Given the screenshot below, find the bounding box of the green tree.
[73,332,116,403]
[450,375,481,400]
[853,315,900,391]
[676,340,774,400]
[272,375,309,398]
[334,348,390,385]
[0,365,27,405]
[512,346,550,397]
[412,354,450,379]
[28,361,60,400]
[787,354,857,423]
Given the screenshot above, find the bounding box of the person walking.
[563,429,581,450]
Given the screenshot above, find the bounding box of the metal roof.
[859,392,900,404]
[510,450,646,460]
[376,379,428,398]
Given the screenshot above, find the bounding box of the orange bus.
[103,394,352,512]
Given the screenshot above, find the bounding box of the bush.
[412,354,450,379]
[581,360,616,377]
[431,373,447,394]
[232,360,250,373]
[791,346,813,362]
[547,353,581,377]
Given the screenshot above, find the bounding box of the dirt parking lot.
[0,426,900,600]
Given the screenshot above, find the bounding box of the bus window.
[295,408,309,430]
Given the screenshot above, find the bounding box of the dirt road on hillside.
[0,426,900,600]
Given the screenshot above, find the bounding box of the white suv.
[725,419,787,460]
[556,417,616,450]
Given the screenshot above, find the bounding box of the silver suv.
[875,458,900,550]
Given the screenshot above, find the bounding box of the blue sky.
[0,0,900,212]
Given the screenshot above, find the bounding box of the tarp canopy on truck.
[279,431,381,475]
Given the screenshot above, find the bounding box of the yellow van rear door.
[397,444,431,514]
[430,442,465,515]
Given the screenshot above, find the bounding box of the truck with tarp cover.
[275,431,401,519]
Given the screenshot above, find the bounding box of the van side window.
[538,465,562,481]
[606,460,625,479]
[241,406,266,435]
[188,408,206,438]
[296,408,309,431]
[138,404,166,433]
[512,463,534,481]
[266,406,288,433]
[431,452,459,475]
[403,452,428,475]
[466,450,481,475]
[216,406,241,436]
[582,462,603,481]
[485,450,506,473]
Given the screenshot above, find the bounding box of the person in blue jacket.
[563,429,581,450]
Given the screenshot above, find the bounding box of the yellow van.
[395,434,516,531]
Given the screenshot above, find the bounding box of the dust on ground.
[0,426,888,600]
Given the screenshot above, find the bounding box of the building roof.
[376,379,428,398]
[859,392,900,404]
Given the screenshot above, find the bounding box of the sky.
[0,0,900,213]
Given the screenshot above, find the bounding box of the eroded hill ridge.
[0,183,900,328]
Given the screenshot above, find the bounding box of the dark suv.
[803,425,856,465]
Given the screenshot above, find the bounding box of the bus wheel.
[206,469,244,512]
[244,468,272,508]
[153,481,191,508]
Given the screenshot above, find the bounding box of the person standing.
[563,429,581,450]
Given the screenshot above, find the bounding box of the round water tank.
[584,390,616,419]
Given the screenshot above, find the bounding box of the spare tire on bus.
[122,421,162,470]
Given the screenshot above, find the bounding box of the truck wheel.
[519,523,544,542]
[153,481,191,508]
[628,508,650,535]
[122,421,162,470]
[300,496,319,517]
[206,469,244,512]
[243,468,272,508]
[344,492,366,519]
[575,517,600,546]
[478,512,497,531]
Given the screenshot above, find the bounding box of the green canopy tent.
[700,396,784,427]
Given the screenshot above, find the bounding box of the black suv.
━━━━
Arrange every line of the data above as a Markdown table with the columns No. and Entry, numbering the non-blank lines in order and leaving out any blank ones.

◆ THE SOLUTION:
| No. | Entry |
|---|---|
| 1 | Given the screenshot below, find the bounding box of the green tree. |
| 2 | [73,332,116,403] |
| 3 | [450,375,481,400] |
| 4 | [853,315,900,391] |
| 5 | [676,340,774,400] |
| 6 | [272,375,309,398] |
| 7 | [334,348,390,385] |
| 8 | [0,365,27,405] |
| 9 | [512,346,550,397] |
| 10 | [412,354,450,379] |
| 11 | [28,361,60,400] |
| 12 | [787,354,857,423] |
| 13 | Given the screenshot above, find the bounding box of the person walking. |
| 14 | [563,429,581,450] |
| 15 | Given the screenshot above, find the bounding box of the metal roof. |
| 16 | [859,392,900,404] |
| 17 | [510,450,646,460] |
| 18 | [376,379,428,398] |
| 19 | Given the screenshot above, find the bounding box of the orange bus. |
| 20 | [103,394,352,512] |
| 21 | Given the screenshot above, find the bounding box of the bush. |
| 22 | [412,354,450,379] |
| 23 | [581,360,616,377] |
| 24 | [431,373,447,394] |
| 25 | [232,360,250,373] |
| 26 | [791,346,813,362] |
| 27 | [547,353,581,377] |
| 28 | Given the screenshot above, find the bounding box of the dirt parking lot. |
| 29 | [0,426,900,600] |
| 30 | Given the screenshot above, find the bounding box of the bus window. |
| 31 | [295,408,309,430] |
| 32 | Given the screenshot above, find the bounding box of the dirt road on hillside. |
| 33 | [0,426,900,600] |
| 34 | Given the screenshot above, find the bounding box of the white suv. |
| 35 | [725,419,787,460] |
| 36 | [556,417,616,450] |
| 37 | Given the screenshot above, find the bounding box of the silver suv. |
| 38 | [875,458,900,550] |
| 39 | Given the screenshot above, find the bounding box of the blue sky. |
| 40 | [0,0,900,212] |
| 41 | Given the screenshot above, find the bounding box of the tarp canopy on truck. |
| 42 | [279,431,381,475] |
| 43 | Given the screenshot above, find the bounding box of the yellow van rear door. |
| 44 | [397,444,431,514] |
| 45 | [430,442,465,515] |
| 46 | Given the screenshot above, find the bounding box of the truck with tarp cover. |
| 47 | [275,431,401,519] |
| 48 | Given the screenshot above, find the bounding box of the van side window. |
| 49 | [538,465,562,481] |
| 50 | [606,460,625,479] |
| 51 | [241,406,266,435] |
| 52 | [188,408,206,438] |
| 53 | [296,408,309,431] |
| 54 | [138,404,166,433] |
| 55 | [512,463,534,481] |
| 56 | [266,406,288,433] |
| 57 | [431,452,459,475] |
| 58 | [403,452,428,475] |
| 59 | [466,450,481,475] |
| 60 | [216,406,241,436] |
| 61 | [582,462,603,481] |
| 62 | [485,450,506,473] |
| 63 | Given the screenshot above, find the bounding box of the person in blue jacket. |
| 64 | [563,429,581,450] |
| 65 | Given the screenshot above, find the bounding box of the yellow van. |
| 66 | [395,434,516,531] |
| 67 | Given the screenshot above, find the bounding box of the dust on ground. |
| 68 | [0,426,888,600] |
| 69 | Given the screenshot above, find the bounding box of the building roof. |
| 70 | [376,379,428,398] |
| 71 | [859,392,900,404] |
| 72 | Given the screenshot above, find the bounding box of the sky. |
| 73 | [0,0,900,213] |
| 74 | Given the screenshot above, find the bounding box of the eroded hill ridge. |
| 75 | [0,183,900,328] |
| 76 | Given the screenshot above, find the bounding box of the dark suv. |
| 77 | [803,425,856,465] |
| 78 | Given the screenshot above, find the bounding box of the bus wheel. |
| 79 | [206,469,244,512] |
| 80 | [244,468,272,508] |
| 81 | [153,481,191,508] |
| 82 | Given the screenshot above, find the bounding box of the person standing. |
| 83 | [563,429,581,450] |
| 84 | Given the screenshot above, find the bounding box of the round water tank. |
| 85 | [584,390,616,419] |
| 86 | Given the screenshot above, find the bounding box of the spare tire on bus. |
| 87 | [122,421,162,470] |
| 88 | Given the screenshot above, find the bounding box of the truck wheel. |
| 89 | [519,523,544,542] |
| 90 | [153,481,191,508] |
| 91 | [628,508,650,535] |
| 92 | [122,421,162,470] |
| 93 | [300,496,319,517] |
| 94 | [206,469,244,512] |
| 95 | [243,468,272,508] |
| 96 | [344,492,366,519] |
| 97 | [575,517,600,546] |
| 98 | [478,512,497,531] |
| 99 | Given the screenshot above, find the bounding box of the green canopy tent. |
| 100 | [700,396,784,427] |
| 101 | Given the screenshot above, find the bounding box of the black suv. |